▸ Source document

I think the most important part of it is the idea of having a second 
(beyond the standard lib that comes with the runtime) larger, optional 
layer of curated libs that are known to work together. That together with 
the metapackage idea for easy inclusion ( maybe with possible overrides as 
in the Rust proposal) would be very handy for people who do not do Julia 
coding all the time and hence cannot follow the larger package ecosystem 
closely. People who do not want this second layer could still just use the 
standard lib + whatever packages they want. One could even extend this to 
multiple layer, each one more optional and lighter curated: standard lib -> 
platform light -> extended paltform -> ...

▸ Material

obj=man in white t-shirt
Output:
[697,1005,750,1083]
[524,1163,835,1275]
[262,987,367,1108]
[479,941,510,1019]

▸ Task brief
In the post about a curated library layer for Julia, who would the second layer and the metapackage idea be very handy for? The entries aren't needed for the work that follows.

▸ Complete answer
People who do not do Julia coding all the time and hence cannot follow the larger package ecosystem closely.